#### The records ####

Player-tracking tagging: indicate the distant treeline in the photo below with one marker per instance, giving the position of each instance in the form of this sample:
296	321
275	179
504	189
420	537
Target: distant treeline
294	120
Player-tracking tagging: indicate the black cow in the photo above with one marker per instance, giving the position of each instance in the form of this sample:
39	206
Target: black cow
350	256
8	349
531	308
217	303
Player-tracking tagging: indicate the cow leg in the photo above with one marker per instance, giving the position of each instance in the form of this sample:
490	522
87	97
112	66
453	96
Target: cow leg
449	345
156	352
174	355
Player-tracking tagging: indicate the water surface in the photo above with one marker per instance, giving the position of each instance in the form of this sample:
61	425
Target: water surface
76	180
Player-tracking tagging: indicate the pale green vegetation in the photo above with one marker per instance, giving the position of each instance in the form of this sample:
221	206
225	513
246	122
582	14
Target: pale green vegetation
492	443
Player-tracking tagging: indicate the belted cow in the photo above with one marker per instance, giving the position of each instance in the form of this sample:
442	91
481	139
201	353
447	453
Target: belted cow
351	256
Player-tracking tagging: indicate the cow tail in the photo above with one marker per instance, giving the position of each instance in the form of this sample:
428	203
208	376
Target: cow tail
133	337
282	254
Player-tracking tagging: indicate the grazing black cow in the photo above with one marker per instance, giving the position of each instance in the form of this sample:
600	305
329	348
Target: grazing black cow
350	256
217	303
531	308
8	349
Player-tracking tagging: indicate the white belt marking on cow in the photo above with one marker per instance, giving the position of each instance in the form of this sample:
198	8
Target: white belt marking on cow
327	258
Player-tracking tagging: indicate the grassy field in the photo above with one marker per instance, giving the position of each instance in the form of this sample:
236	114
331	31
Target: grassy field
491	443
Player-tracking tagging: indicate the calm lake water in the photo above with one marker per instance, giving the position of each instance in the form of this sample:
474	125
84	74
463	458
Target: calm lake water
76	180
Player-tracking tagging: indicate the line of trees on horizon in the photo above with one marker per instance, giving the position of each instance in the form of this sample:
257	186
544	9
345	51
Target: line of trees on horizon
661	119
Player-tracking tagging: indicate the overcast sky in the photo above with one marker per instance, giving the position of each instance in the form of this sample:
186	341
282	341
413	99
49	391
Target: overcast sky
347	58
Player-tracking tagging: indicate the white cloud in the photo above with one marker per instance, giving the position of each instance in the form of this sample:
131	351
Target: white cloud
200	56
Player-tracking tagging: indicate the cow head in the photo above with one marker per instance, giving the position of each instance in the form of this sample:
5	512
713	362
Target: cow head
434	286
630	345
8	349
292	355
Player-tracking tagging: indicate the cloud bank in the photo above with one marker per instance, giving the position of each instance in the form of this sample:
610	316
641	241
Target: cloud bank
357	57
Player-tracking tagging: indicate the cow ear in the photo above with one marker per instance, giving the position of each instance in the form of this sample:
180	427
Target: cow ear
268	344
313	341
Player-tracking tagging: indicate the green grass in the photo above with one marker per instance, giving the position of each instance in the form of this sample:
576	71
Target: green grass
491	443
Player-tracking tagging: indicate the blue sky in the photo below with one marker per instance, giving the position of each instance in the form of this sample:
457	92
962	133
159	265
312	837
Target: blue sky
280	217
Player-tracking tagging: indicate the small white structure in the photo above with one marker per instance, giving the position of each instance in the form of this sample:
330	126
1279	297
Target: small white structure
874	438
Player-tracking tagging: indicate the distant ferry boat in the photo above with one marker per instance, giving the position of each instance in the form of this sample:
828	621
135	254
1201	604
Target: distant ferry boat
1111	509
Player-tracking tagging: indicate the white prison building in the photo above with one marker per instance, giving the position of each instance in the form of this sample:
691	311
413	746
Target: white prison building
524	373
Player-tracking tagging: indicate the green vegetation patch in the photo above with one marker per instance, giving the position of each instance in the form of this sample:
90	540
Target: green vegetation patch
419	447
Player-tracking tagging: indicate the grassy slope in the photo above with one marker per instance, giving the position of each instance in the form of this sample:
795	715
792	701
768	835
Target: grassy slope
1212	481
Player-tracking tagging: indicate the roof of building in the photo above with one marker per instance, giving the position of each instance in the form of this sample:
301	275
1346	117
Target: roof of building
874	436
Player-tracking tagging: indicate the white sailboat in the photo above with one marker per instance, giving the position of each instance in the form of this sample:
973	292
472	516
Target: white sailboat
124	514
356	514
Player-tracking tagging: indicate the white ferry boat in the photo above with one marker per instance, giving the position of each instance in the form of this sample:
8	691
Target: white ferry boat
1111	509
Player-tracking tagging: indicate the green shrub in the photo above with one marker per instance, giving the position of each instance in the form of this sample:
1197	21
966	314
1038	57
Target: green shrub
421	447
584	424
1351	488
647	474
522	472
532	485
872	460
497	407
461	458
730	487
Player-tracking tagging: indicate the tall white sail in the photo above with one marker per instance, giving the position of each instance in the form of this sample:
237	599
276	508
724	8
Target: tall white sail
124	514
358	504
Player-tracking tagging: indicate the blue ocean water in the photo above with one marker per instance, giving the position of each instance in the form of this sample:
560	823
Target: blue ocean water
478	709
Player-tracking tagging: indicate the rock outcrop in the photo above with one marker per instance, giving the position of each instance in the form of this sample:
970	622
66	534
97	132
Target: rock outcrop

####

Could you write out all of the items above again, line for line and character for character?

Player-tracking tagging: indicate the distant treeline in the photo below with one marker per instance, giving the position of each instance in the form of this sample:
296	321
275	179
504	189
420	537
Target: distant treeline
294	120
Player-tracking tagging: indicate the black cow in the photo above with one marker per instance, giving the position of each instance in the form of this sample:
39	206
Target: black cow
350	256
8	349
531	308
217	303
Player-tracking tagging: indicate the cow leg in the photo above with one marker per instance, giving the position of each instance in the form of this sample:
490	522
87	97
112	66
453	96
Target: cow leg
449	345
156	352
174	355
Player-tracking tagging: indicate the water surface in the photo above with one marker per instance, giving the position of each instance in the form of this sample:
61	425
Target: water surface
76	180
Player-tracking tagging: indicate the pale green vegetation in the photo above with one marker per instance, giving the position of each instance in the form of this sample:
221	206
225	513
246	122
582	14
Target: pale green vegetation
492	443
Player-tracking tagging: indicate the belted cow in the photo above with one marker per instance, giving the position of each instance in the form of this sample:
442	91
481	139
201	353
447	453
Target: belted cow
351	256
Player-tracking tagging: indicate the cow tail in the photo above with one marker per instance, giving the position of each instance in the form of this sample:
428	203
208	376
Target: cow tail
133	337
282	254
Player-tracking tagging: indicate the grazing black cow in the photo above with one marker per instance, giving the position of each instance in the form of this sample:
600	305
329	348
Target: grazing black cow
350	256
217	303
531	308
8	349
Player-tracking tagging: indicate the white belt marking on cow in the photo above with one marker per instance, giving the position of each instance in the form of this sample:
198	8
Target: white belt marking on cow
327	258
Player-tracking tagging: indicate the grassy field in the photo above with one marker per instance, giving the position of each instance in the form of this sample:
236	114
331	31
Target: grassy field
491	443
Player-tracking tagging: indicate the calm lake water in the photo above with one marker per instance, giving the position of each instance in the form of this sample:
474	125
84	74
463	458
Target: calm lake water
76	180
Player-tracking tagging: indicate the line of trees on horizon in the photo above with one marker per instance, giving the position of each instance in the form of this sample:
257	186
544	9
345	51
Target: line of trees on horizon
661	119
Player-tracking tagging: indicate the overcast sky in the photo above with one marker per instance, giving the position of each instance in the form of this sample:
186	341
282	341
413	99
49	391
Target: overcast sky
347	58
Player-tracking tagging: indicate the white cloud in the photo above with one marker per instance, giving the position of each instance in the form of this sample:
131	351
Target: white cloud
200	56
Player-tracking tagging: indicate the cow head in the photo above with one marker per instance, giving the position of each instance in the form of this sample:
5	512
713	362
Target: cow head
434	286
630	345
8	349
292	355
Player-tracking tagging: indicate the cloud bank in the photo above with one marker per instance, giving the position of each instance in the form of this sample:
610	316
641	241
Target: cloud bank
357	57
Player-tracking tagging: indicate the cow ear in the photo above with one marker per instance, giving the position of each instance in the form of this sample:
180	427
Target: cow ear
268	344
313	341
Player-tracking tagging: indicate the green grass in the photo above with one marker per instance, giving the position of each instance in the form of this sample:
576	71
Target: green grass
491	443
Player-tracking tagging: indicate the blue sky in the photo below with one marker per instance, giving the position of each instance in the form of this sample:
457	92
962	133
159	265
312	837
Target: blue sky
280	217
Player-tracking tagging: indicate the small white structure in the photo above with one marker per instance, giving the position of each instance in the form of this sample:
330	126
1279	297
Target: small white structure
874	438
Player-tracking tagging: indicate the distant ferry boat in the photo above with one marker per instance, giving the position of each instance in the form of this sample:
828	621
135	254
1201	604
Target: distant ferry boat
1111	509
Player-tracking tagging: indicate the white prison building in the photo above with one marker per instance, giving the position of each instance in the form of this sample:
691	311
413	746
Target: white prison building
524	373
Player-tracking tagging: indicate the green vegetation patch in the photo above with one marker per instance, giving the position of each instance in the form of this sample:
90	540
Target: green vegetation patch
419	447
Player-tracking tagging: indicate the grassy slope in the photo above with one marker per instance, giving the position of each instance in the form of this sample:
795	715
792	701
768	835
Target: grassy slope
1212	481
Player-tracking tagging: indicate the roof of building in the photo above with one marker per instance, giving the position of each instance in the form of this sample:
301	275
1346	117
Target: roof of building
874	436
Player-tracking tagging: indicate the white sailboat in the photo above with one marker per instance, giving the position of each instance in the form of this sample:
973	292
472	516
Target: white sailboat
124	514
356	514
Player-tracking tagging: indicate the white ferry boat in the photo above with one marker per instance, giving the position of each instance in the form of this sample:
8	691
Target: white ferry boat
1111	509
Player-tracking tagging: indicate the green shrub in the photo above with one marker per instance, giving the position of each instance in the form of this sample:
1197	21
966	314
1038	57
Target: green shrub
421	447
584	424
1351	488
647	474
522	472
532	485
872	460
497	407
461	458
730	487
Player-tracking tagging: indicate the tall white sail in the photo above with one marker per instance, giving the position of each instance in the form of this sample:
237	599
276	508
724	8
Target: tall white sail
124	514
358	504
Player-tracking tagging: indicate the blue ocean water in the photo above with one marker per instance, giving the position of each instance in the form of this sample:
560	823
Target: blue ocean water
478	709
Player-tracking tagging: indicate the rock outcrop in the photo above with one marker per instance, giving the position of each instance in the form of this sample:
970	622
66	534
97	132
Target: rock outcrop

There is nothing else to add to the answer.